:: Task objective ::
Copy out exactly the stretch of the listing below that begins at the line containing "Query: grey sky" and ends at the line containing "Mark the hedge", and copy nothing outside it.

:: Records supplied ::

»»

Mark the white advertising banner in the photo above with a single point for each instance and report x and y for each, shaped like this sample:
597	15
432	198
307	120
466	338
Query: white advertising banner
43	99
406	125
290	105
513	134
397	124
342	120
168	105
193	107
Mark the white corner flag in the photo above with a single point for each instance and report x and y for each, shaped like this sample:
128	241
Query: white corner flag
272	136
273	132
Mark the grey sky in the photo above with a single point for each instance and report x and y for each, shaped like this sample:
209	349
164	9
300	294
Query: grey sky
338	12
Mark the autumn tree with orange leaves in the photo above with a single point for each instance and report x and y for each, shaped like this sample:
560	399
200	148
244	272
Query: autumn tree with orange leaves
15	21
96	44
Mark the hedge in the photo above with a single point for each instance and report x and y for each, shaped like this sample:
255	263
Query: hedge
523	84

««
»»

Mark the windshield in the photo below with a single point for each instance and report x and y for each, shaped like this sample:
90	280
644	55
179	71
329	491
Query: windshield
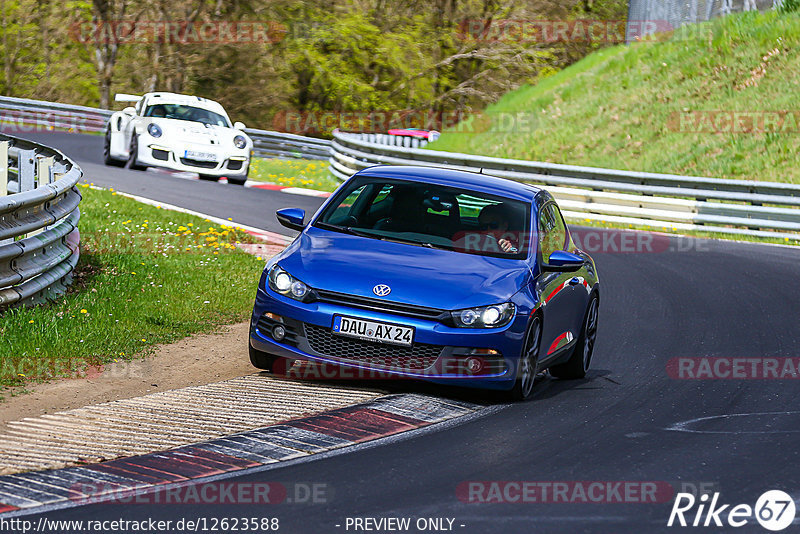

««
»»

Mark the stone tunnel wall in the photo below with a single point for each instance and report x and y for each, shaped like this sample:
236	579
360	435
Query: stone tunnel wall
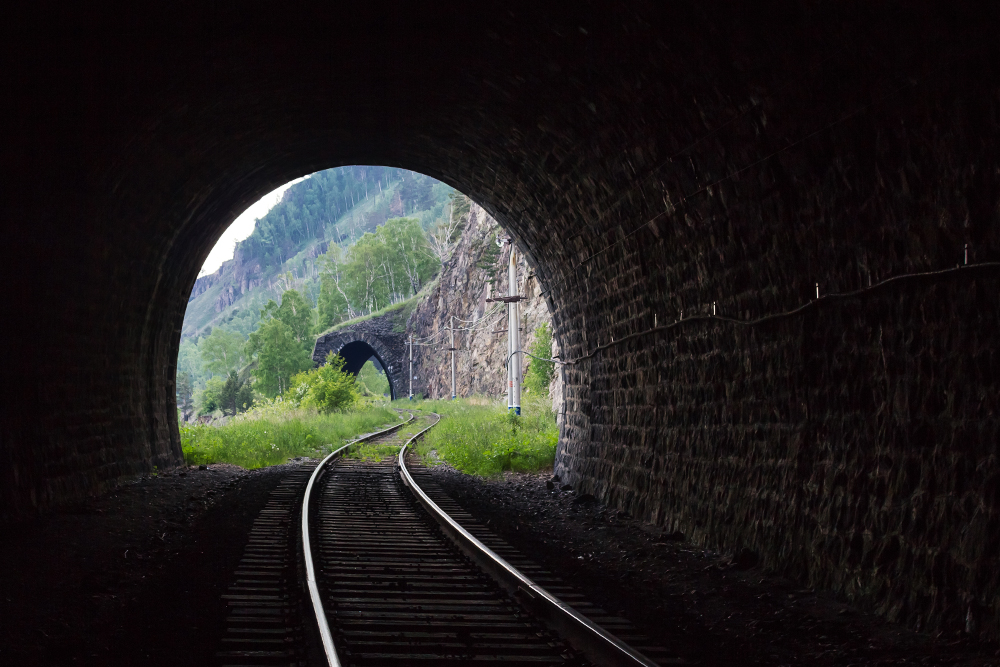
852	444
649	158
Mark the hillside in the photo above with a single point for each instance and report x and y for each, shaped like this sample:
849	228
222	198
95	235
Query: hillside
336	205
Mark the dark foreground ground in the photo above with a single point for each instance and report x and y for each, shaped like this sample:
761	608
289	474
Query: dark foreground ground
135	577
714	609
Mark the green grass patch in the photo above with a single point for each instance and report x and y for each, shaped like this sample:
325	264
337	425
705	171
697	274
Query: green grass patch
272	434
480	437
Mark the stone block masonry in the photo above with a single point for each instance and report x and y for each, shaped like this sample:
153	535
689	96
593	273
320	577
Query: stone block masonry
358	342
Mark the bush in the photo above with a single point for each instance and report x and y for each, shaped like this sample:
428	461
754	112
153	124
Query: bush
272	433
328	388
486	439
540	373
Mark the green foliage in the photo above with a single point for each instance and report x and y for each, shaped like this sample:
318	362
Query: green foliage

««

:: Result of the task ::
Query: grey sky
338	12
Mark the autumn tree with orange leaves in the photo above with a single point for each instance and report x and y for each, shaped like this sample:
560	399
200	148
244	272
Query: autumn tree with orange leaves
15	21
96	44
Mark the hedge in the photo above with a single point for each instance and report x and y for each, shaped like this sample:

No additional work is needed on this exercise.